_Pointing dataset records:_
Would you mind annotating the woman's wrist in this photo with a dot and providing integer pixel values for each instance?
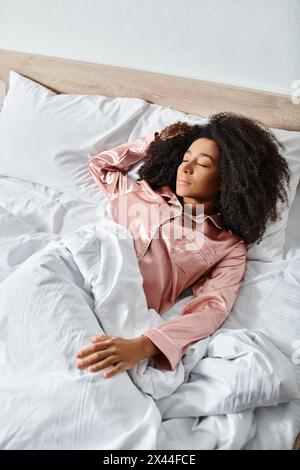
(149, 347)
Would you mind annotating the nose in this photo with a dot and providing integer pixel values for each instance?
(187, 168)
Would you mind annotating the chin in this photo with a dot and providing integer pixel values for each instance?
(182, 191)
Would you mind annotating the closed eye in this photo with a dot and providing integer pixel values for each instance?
(205, 166)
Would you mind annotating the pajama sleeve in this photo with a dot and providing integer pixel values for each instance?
(214, 296)
(107, 167)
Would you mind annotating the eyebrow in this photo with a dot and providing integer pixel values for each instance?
(202, 153)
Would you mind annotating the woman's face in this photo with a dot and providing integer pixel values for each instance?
(200, 168)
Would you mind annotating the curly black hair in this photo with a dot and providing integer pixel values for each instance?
(252, 169)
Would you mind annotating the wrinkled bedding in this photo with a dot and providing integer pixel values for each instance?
(61, 285)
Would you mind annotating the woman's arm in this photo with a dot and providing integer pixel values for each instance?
(107, 166)
(215, 294)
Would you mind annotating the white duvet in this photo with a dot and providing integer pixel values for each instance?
(61, 286)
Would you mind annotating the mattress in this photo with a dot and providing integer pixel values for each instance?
(268, 301)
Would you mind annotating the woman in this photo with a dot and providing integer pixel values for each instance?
(232, 170)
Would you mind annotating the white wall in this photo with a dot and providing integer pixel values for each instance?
(252, 43)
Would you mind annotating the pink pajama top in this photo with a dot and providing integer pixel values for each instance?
(172, 255)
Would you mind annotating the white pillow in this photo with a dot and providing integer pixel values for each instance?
(273, 240)
(46, 137)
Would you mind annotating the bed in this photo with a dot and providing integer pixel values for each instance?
(47, 232)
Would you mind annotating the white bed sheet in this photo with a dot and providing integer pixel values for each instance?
(268, 301)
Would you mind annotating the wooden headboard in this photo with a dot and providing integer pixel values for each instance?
(191, 96)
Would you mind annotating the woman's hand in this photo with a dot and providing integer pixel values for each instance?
(121, 353)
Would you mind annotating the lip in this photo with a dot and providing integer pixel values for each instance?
(182, 181)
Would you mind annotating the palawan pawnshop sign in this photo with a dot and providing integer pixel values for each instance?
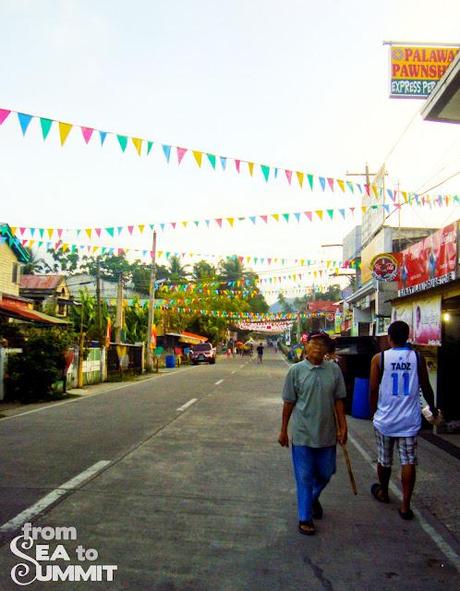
(416, 70)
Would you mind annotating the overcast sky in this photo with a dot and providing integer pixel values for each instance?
(297, 84)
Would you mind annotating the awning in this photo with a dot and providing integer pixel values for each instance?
(12, 310)
(191, 338)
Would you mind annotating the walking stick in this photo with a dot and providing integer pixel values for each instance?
(347, 462)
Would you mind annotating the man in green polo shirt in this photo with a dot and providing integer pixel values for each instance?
(313, 394)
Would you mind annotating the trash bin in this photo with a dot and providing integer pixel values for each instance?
(360, 408)
(170, 361)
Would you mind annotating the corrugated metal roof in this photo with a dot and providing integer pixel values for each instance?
(41, 281)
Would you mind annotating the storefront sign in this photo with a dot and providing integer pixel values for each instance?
(385, 267)
(423, 318)
(427, 321)
(429, 263)
(416, 70)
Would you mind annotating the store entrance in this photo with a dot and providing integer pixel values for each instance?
(448, 364)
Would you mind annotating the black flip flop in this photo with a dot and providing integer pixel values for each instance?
(307, 532)
(377, 493)
(406, 515)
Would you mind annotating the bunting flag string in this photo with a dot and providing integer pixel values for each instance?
(322, 215)
(145, 146)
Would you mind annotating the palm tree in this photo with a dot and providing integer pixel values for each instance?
(177, 272)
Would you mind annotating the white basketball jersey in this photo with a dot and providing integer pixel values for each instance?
(398, 409)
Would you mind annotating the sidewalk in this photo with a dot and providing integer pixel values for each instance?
(438, 478)
(9, 409)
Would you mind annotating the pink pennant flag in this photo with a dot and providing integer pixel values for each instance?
(3, 115)
(180, 154)
(87, 133)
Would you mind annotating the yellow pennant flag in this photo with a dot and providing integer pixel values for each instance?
(137, 144)
(64, 130)
(198, 157)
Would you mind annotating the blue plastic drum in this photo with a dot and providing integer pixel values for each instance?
(360, 407)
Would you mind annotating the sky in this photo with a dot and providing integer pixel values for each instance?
(296, 84)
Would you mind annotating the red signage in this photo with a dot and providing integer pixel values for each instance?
(429, 263)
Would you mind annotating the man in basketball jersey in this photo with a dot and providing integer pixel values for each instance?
(396, 378)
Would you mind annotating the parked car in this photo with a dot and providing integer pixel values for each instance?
(203, 353)
(354, 355)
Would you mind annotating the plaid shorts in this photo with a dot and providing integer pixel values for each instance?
(407, 448)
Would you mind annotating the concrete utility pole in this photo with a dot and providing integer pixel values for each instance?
(100, 336)
(119, 317)
(153, 272)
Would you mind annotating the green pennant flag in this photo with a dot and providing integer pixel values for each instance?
(46, 126)
(123, 141)
(212, 160)
(265, 171)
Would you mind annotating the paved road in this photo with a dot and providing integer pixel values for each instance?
(199, 496)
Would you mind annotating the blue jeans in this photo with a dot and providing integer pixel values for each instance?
(313, 468)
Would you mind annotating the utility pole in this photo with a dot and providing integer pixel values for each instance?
(150, 322)
(119, 318)
(99, 304)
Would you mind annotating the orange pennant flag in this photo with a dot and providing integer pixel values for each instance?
(198, 157)
(64, 130)
(137, 144)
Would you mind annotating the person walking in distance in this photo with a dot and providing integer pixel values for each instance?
(313, 394)
(260, 353)
(396, 378)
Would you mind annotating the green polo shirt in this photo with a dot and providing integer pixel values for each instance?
(314, 389)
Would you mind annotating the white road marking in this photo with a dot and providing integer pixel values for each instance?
(441, 543)
(52, 497)
(186, 405)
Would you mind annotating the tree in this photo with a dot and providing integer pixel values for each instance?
(203, 272)
(177, 271)
(36, 264)
(64, 262)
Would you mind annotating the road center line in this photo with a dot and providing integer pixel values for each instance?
(186, 405)
(52, 497)
(440, 542)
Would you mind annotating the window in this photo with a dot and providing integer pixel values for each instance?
(15, 273)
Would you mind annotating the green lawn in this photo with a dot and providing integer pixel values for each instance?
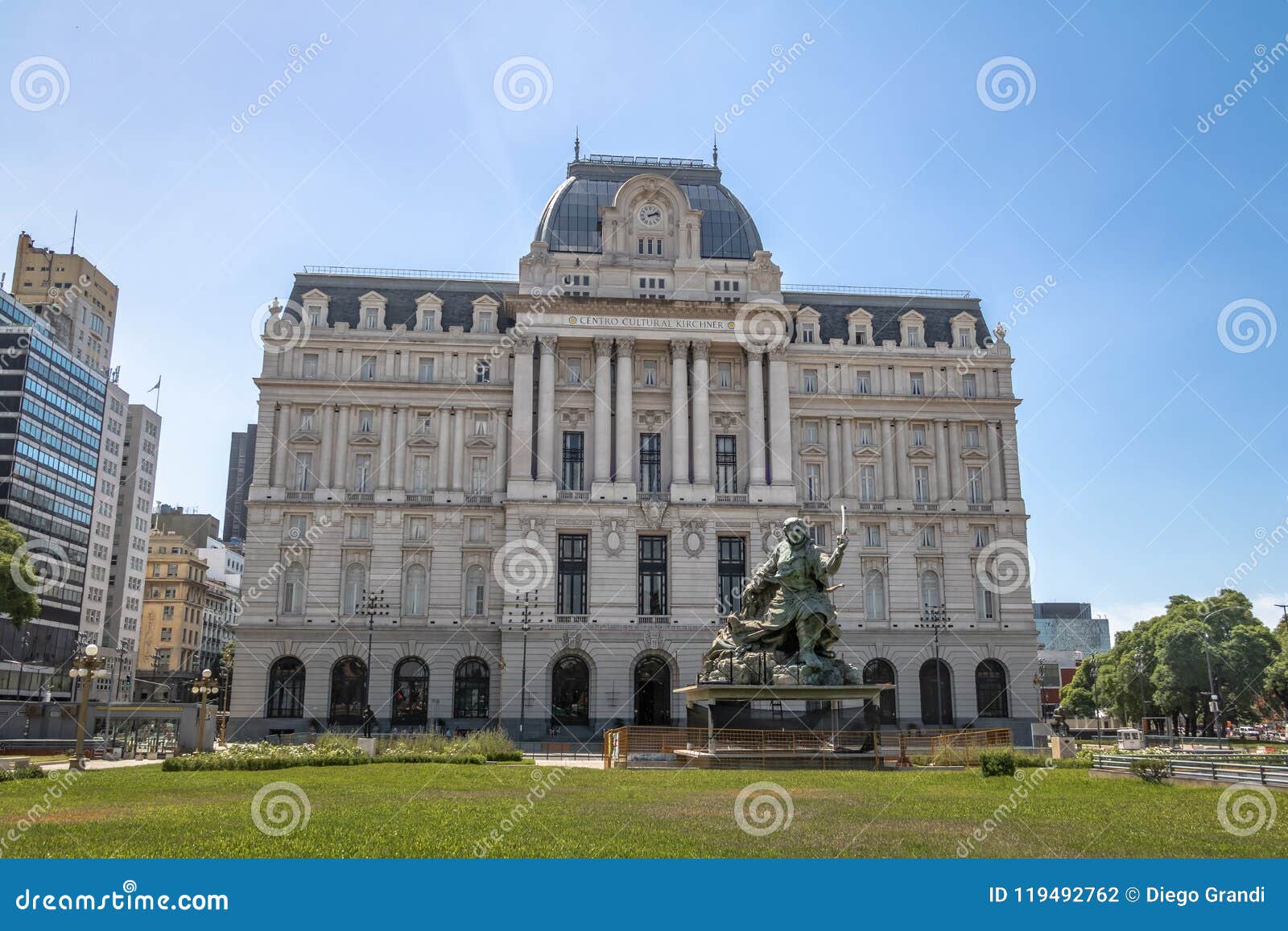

_Required work:_ Copy every one of the records above word for word, leaving out the pictures.

_Written answer:_
Would you mind annotating the woman's wrist in this photo with a dot and providing integer pixel values for each instance?
(149, 347)
Would you mind annotating the nose in this photo with a dot and providing integer pixel values for each instance?
(187, 168)
Would you mind annotating the chin in this photo with a dot and providing integer pixel values for each instance?
(182, 191)
Would you mind annotating the closed eye in this photo with a dot and providing integer pixel values for each instance?
(205, 166)
Would you mind annotating the pajama sleeve in this photo with a dot and providing integer pixel values for each instance?
(214, 296)
(107, 167)
Would you mind annotating the eyebrow in this photo with a dot and providing integer pixel values for each instance?
(202, 153)
Would you mind annotating the woman's face in this photo with a dot and providing integer pixel values for each instance?
(200, 168)
Would you mind annotating the curly black hair in this photo with a dot and providing integer pixel values for each instance?
(252, 169)
Would you mind annotating the wrinkled bedding in this photo with a dot and providing integer pixel values for each instance?
(61, 285)
Would you mind annotating the woman's arm in this photo with a dot and providing integer pixel values for each instance?
(107, 166)
(215, 294)
Would you mind annotating the white duvet in this photo with a dot and providing integer pixel values for each instance?
(61, 286)
Would you mind annotating the mattress in this photo with a dot and providing integer pixel values for each instance?
(268, 301)
Would you mind annotating the woman in this photo with a dot and providing integer pixel values for each instance?
(232, 170)
Would you mind annotating the white wall in this photo with a dot and providing integer pixel values for each instance?
(252, 43)
Would you mind annotating the pink pajama top in this photo with a dot and providing integer pixel values for each instance?
(172, 255)
Would you mind annotating the white pillow in this photo with a dot and providing integer pixel values for each instance?
(273, 240)
(46, 137)
Would you mind annotating the bed in this photo with a dot and providing integer pixel values for each instance?
(47, 232)
Would you mind annotating the white bed sheet in this photo with a dot and providing integer pixel values for each instance?
(268, 301)
Would you mind annotating the wooden headboard in this photo with a dot and providing integer pixel values for each instance?
(191, 96)
Would you mind annotating the woman's hand in this photo with a dot and providing integer pixel values for each instance?
(121, 353)
Would you mind annotating the lip in this photo with a dot and providing integer pixel values for each instance?
(182, 181)
Would you mind annotating the palawan pawnshop sign in this photo with a dot and providing integer pixel values for each instance?
(416, 70)
Would you mind annotating the overcast sky in this photo with a dot and providing integer pixel values for each instance?
(297, 84)
Would you mind annotating the awning in this photo with a dot and providing integer pixel values for each instance?
(12, 310)
(191, 338)
Would you mind annotating the walking stick in this photo with a dot and providing integer pixel values for each instance?
(347, 462)
Would you mind annotating the man in green polo shirt in this photo with a dot and providing integer pixel values for each instance?
(313, 394)
Would you mind annotating the trash bin in this photo with a dot and providing integer pixel values for each instance?
(360, 408)
(170, 361)
Would you mind annotating the corrugated metal roof in this photo with a dot and providing integer pixel values for each instance?
(41, 281)
Would you mind annotating the storefront sign in this photo with a dot and providing integer pixel values for each instance?
(385, 267)
(423, 318)
(427, 321)
(429, 263)
(416, 70)
Would you mind annotating the store entrance in this photo with a dot and providing integer pixel values for each instance?
(448, 364)
Would you mind annotating the black flip flop in this photo with a dot and providing integer pixel values for each instance?
(307, 532)
(377, 493)
(406, 515)
Would you mind annotating the bunting flag string in this photo with a dot and providing integer pixel values for each instance?
(322, 215)
(145, 146)
Would you mind annotating the palm tree in this photo with a dot and providing integer pixel values for each instance?
(177, 272)
Would you mind annotating the white basketball jersey in this photo with a dot and providing integer pixel values for each instance?
(398, 409)
Would you mind annotating the sidewalk in this photo with a dot and providing integer pixel values for each instance?
(438, 478)
(9, 409)
Would you mind annotating the pink pennant flag in this photo with a dot and providing integer pixel values for each instance?
(3, 115)
(180, 154)
(87, 133)
Would you mind annotating the yellow pennant flag in this photo with a dot and providing integer pixel values for each instance?
(137, 144)
(64, 130)
(198, 157)
Would you mind annotating the blue plastic drum in this photo with a dot and providing integer pixel values for each instance?
(360, 407)
Would you mind annotating the sky in this photo with a dot and providing integer pixel values for each instance?
(296, 84)
Would you mind annotating the red signage in this photo with a dot and providing integer pixel values for each instance?
(429, 263)
Would you mind annotating the man in basketball jersey in this photo with a dot and providing integer pixel values for each instance?
(396, 378)
Would you mind annotating the parked car in this photo with a dot and providing integer pixel values for each instance?
(203, 353)
(354, 355)
Would you mind annotating the plaid shorts in this photo with a dot and providing integer pixel values for each instance?
(407, 448)
Would you mind annotating the concrete utility pole in this photo with a dot and providing integer pixel values for each instance?
(100, 336)
(119, 317)
(153, 272)
Would you mind annotating the green pennant flag in this photo with a dot and providing integer pixel values for each instance?
(46, 126)
(123, 141)
(212, 160)
(265, 171)
Would you mind annotating the paved road in this photo with a dot and providing integer pixel values for each instance?
(199, 496)
Would you mind annotating the blue jeans in this photo with a dot and providing integer pixel values for each instance?
(313, 468)
Would you mind annotating the utility pole in this photo with a dot and providing integer pixel values for each instance?
(150, 322)
(119, 318)
(99, 304)
Would you mind annotating the orange pennant flag in this photo with a dot and providing integer pixel values for each instance?
(198, 157)
(64, 130)
(137, 144)
Would you mind annotating the person walking in distance in this photo with a dot and providing integer pixel values for each instance?
(313, 394)
(260, 353)
(396, 378)
Would you mind annotating the green polo shirt in this photo with a dot and providing integer pixel values for each instance?
(314, 389)
Would you mind annotating the white road marking in this photo with a dot and providing integer pixel values for each instance?
(441, 543)
(52, 497)
(186, 405)
Would you mind annotating the tree in this photo with a dot and providing integer pixel values for each instance?
(203, 272)
(177, 271)
(36, 264)
(64, 262)
Would you mind annotating the road center line in this photo with a dot and providing integer pixel values for each instance?
(186, 405)
(52, 497)
(440, 542)
Would you mind annotating the window in this photo with a dot and providing integer pixel values for each instance?
(15, 273)
Would you mind annotating the green lawn in this photo with a dot and providing integer pixel values for each instance?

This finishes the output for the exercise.